Your task - Print exactly the lines from the one containing "For every instance of the sky" through the last line of the listing, both included.

Data for processing -
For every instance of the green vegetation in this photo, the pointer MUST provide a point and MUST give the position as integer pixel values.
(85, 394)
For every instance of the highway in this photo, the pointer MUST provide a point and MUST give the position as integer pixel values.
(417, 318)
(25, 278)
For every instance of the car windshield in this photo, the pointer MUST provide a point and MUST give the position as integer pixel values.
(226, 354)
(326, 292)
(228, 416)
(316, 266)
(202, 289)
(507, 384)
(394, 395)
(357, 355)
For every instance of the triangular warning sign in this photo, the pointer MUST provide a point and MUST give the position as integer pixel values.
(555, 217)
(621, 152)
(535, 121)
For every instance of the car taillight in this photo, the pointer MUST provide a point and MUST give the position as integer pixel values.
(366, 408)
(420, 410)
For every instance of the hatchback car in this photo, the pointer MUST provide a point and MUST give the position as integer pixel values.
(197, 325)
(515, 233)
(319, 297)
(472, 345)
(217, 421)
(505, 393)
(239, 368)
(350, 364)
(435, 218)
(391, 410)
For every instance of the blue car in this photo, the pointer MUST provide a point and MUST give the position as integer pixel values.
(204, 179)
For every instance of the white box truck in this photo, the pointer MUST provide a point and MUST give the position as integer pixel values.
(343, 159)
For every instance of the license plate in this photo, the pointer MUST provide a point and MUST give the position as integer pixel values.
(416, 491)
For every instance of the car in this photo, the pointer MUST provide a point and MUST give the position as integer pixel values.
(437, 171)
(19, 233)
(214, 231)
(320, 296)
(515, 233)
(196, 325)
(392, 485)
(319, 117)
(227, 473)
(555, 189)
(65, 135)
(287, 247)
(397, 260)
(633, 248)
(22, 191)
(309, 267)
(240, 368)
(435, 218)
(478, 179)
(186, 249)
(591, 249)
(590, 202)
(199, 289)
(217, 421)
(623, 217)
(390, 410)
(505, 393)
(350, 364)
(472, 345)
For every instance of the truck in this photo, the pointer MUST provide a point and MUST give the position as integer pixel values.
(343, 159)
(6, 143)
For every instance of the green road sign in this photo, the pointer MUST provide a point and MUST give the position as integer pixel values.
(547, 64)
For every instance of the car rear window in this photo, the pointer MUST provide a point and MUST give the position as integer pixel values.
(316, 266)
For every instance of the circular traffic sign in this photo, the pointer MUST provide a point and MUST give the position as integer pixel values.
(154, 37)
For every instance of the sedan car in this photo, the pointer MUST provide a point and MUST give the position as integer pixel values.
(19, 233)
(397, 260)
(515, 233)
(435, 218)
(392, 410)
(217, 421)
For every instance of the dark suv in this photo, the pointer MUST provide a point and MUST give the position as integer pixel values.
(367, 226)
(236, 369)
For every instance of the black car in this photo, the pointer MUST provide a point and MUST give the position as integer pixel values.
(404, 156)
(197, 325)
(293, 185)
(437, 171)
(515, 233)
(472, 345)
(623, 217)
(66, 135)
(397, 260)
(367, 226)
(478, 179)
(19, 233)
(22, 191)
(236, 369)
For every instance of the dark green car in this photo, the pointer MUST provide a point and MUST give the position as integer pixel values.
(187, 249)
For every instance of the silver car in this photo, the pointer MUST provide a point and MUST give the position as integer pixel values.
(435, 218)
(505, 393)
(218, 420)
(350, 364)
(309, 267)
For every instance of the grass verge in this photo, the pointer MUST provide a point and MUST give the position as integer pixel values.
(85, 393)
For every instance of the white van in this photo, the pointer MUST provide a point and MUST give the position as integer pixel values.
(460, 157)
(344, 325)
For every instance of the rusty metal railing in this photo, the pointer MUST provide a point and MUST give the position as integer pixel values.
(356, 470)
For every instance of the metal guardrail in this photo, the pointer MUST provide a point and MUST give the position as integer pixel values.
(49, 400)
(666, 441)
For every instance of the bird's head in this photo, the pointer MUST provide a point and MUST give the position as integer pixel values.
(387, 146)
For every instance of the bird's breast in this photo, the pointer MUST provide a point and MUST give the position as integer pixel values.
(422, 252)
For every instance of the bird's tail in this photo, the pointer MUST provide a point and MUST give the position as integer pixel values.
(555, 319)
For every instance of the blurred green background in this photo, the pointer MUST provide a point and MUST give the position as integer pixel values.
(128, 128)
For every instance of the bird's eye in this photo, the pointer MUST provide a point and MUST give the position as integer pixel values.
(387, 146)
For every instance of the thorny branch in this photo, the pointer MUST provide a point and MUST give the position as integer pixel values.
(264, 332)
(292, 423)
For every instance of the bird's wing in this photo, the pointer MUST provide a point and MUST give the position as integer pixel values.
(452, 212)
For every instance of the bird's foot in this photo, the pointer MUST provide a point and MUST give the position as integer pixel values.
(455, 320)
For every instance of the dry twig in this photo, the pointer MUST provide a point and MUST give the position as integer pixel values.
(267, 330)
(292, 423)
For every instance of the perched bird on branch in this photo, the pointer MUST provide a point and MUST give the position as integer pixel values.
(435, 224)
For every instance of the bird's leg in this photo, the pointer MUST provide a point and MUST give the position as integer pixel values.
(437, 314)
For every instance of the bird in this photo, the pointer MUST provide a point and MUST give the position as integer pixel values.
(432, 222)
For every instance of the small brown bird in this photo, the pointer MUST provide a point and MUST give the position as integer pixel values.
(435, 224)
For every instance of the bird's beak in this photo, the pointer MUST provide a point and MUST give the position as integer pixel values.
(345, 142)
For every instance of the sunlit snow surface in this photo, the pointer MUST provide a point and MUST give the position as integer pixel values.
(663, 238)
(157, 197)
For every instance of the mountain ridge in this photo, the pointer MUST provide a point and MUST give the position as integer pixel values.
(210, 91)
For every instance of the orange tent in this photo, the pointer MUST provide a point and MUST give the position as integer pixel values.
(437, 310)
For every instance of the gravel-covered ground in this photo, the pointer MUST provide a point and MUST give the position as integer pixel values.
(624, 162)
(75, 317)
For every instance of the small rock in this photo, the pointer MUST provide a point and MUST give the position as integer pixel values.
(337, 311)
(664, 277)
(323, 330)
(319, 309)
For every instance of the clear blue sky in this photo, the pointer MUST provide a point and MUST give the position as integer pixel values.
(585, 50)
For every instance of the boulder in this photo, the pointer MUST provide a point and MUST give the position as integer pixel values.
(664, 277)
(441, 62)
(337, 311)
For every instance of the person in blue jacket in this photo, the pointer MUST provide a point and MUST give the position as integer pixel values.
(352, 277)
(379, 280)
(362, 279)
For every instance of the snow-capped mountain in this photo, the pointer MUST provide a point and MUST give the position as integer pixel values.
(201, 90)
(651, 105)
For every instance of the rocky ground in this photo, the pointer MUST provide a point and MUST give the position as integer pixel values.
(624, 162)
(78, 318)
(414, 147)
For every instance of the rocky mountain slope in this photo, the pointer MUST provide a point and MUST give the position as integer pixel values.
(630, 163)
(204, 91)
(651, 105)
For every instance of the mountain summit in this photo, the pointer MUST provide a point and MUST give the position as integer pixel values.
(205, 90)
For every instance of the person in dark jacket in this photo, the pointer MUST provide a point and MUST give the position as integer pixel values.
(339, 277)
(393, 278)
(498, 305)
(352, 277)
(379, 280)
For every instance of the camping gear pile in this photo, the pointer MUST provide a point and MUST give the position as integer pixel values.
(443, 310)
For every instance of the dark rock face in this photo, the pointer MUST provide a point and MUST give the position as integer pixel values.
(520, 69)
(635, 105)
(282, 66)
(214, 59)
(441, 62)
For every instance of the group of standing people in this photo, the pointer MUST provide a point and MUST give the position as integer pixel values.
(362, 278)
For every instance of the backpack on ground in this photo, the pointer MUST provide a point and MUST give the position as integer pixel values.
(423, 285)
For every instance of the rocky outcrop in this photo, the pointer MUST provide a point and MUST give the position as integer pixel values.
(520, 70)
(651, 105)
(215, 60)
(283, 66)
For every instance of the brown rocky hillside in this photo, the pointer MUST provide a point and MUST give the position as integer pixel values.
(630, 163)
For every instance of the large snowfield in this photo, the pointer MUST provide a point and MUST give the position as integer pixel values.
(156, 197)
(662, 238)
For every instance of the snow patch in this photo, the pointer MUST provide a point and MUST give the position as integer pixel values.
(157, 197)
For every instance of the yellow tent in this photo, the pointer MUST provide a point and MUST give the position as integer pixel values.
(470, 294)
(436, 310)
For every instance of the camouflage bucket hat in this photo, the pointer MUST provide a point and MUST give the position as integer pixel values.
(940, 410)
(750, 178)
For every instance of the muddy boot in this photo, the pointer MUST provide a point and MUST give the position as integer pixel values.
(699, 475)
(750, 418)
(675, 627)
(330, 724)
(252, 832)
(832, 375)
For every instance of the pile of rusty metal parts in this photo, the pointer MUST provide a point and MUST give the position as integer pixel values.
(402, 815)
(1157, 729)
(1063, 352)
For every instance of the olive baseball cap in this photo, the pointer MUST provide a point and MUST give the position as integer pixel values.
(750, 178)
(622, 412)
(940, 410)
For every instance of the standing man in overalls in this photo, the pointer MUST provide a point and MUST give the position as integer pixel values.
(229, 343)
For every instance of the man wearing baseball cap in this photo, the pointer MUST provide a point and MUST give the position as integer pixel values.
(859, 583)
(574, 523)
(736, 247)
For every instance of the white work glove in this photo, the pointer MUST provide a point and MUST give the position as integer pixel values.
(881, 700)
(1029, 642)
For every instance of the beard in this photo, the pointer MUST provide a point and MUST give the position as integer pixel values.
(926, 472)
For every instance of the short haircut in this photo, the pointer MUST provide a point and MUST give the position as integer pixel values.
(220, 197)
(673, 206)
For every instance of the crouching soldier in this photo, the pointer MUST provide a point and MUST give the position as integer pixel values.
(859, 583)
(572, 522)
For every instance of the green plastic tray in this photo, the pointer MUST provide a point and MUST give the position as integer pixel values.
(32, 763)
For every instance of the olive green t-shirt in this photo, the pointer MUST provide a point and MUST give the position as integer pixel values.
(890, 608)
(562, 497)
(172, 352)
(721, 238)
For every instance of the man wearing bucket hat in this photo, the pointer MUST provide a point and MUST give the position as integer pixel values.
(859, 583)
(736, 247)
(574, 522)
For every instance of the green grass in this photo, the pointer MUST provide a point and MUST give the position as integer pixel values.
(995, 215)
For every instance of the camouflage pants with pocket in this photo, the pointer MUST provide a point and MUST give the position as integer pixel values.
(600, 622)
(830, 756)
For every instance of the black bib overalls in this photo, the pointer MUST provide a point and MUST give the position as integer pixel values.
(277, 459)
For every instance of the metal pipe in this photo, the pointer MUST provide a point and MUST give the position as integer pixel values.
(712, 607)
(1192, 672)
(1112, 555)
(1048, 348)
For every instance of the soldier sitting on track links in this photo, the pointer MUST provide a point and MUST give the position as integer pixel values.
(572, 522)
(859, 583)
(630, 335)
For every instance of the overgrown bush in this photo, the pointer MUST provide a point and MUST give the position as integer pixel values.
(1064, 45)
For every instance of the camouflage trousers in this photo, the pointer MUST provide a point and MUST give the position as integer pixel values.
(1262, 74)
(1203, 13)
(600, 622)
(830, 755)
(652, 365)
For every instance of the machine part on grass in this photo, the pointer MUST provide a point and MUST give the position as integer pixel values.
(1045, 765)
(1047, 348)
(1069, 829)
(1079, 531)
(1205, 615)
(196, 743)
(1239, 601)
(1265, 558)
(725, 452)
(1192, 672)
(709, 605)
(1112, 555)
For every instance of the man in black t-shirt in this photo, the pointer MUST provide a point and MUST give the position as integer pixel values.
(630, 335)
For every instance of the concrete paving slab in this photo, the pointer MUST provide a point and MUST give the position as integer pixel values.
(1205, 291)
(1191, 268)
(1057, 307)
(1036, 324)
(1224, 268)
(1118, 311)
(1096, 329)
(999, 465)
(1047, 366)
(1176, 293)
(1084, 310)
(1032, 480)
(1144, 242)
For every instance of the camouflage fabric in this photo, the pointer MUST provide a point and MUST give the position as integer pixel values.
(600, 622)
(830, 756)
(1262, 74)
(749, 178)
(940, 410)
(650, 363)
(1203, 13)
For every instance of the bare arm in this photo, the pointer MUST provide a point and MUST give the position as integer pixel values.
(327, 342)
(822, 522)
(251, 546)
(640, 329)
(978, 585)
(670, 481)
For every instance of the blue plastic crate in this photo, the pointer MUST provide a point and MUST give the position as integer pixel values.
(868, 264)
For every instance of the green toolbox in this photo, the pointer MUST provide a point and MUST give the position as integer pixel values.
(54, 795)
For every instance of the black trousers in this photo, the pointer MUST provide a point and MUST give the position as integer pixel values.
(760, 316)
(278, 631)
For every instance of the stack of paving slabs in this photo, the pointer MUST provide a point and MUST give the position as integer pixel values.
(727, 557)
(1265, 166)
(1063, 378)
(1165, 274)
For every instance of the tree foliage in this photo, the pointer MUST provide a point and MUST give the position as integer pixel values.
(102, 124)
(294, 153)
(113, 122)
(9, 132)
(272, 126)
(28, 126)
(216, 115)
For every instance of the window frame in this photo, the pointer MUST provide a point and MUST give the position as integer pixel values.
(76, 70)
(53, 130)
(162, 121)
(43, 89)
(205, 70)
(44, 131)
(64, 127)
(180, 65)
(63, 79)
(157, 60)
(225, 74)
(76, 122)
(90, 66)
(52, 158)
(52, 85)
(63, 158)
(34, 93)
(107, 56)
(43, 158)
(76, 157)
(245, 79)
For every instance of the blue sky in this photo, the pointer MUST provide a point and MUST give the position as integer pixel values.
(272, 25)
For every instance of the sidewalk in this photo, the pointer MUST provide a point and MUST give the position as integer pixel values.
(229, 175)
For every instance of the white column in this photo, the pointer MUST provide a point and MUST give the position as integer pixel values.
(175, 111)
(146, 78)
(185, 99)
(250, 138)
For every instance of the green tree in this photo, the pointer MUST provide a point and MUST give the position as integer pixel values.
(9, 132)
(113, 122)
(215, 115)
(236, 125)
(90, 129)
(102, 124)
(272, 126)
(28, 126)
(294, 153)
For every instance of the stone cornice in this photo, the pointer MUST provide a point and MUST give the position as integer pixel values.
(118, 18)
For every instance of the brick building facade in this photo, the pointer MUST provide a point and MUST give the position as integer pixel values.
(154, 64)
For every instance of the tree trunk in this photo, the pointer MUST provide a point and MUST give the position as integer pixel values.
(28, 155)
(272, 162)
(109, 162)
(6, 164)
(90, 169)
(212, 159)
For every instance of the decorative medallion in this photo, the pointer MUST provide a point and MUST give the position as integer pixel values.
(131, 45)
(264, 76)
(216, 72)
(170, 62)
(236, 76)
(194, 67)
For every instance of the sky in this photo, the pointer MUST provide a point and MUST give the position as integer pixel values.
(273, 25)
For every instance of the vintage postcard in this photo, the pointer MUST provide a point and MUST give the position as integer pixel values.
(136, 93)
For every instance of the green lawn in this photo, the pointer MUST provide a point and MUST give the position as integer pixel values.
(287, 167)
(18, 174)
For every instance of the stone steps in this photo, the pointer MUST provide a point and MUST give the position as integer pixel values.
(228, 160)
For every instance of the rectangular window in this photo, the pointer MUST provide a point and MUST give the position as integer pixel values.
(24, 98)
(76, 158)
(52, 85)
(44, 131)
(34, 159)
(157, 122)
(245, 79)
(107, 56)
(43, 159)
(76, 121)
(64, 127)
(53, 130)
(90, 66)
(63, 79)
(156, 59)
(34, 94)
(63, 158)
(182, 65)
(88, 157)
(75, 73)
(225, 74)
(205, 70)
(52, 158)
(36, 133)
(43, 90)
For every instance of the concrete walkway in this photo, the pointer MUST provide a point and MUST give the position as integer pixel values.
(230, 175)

Task solution -
For every instance of the sky in this photo, the pointer MUST provide a point and MUST give the position as integer pixel values.
(273, 25)
For every instance of the vintage postcard in this photo, the pointer MUST provide a point and MUST give the position as integer pixel values.
(136, 93)
For every instance of the green lawn in this photo, the pointer MUST provide a point and MUST give the position as integer pixel values.
(287, 167)
(18, 174)
For every instance of the stone steps in this photo, the pointer MUST provide a point and MUST give the position as integer pixel values.
(228, 160)
For every instance of the rectangular window in this photo, the pointer MUST provide a point and MUST give the position as integer pixel values.
(24, 98)
(76, 158)
(52, 85)
(44, 131)
(34, 159)
(157, 122)
(245, 79)
(107, 56)
(43, 159)
(76, 121)
(64, 127)
(53, 130)
(90, 66)
(63, 79)
(156, 59)
(34, 94)
(63, 158)
(182, 65)
(88, 157)
(75, 73)
(225, 74)
(205, 70)
(52, 158)
(36, 133)
(43, 90)
For every instance of the concrete walkway in this photo, the pointer MUST provide a point and MUST give the position as integer pixel values.
(230, 175)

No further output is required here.